• **What to produce**: A word-for-word copy of the whole listing is required.
[Records to use Boundary: Start]
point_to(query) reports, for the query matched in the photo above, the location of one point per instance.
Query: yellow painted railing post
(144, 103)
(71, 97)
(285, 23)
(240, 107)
[Records to use Boundary: End]
• **Your response**:
point_to(query) reports, for the query matched in the photo above, the location of one point per instance.
Query: yellow painted railing post
(144, 103)
(71, 97)
(285, 23)
(240, 107)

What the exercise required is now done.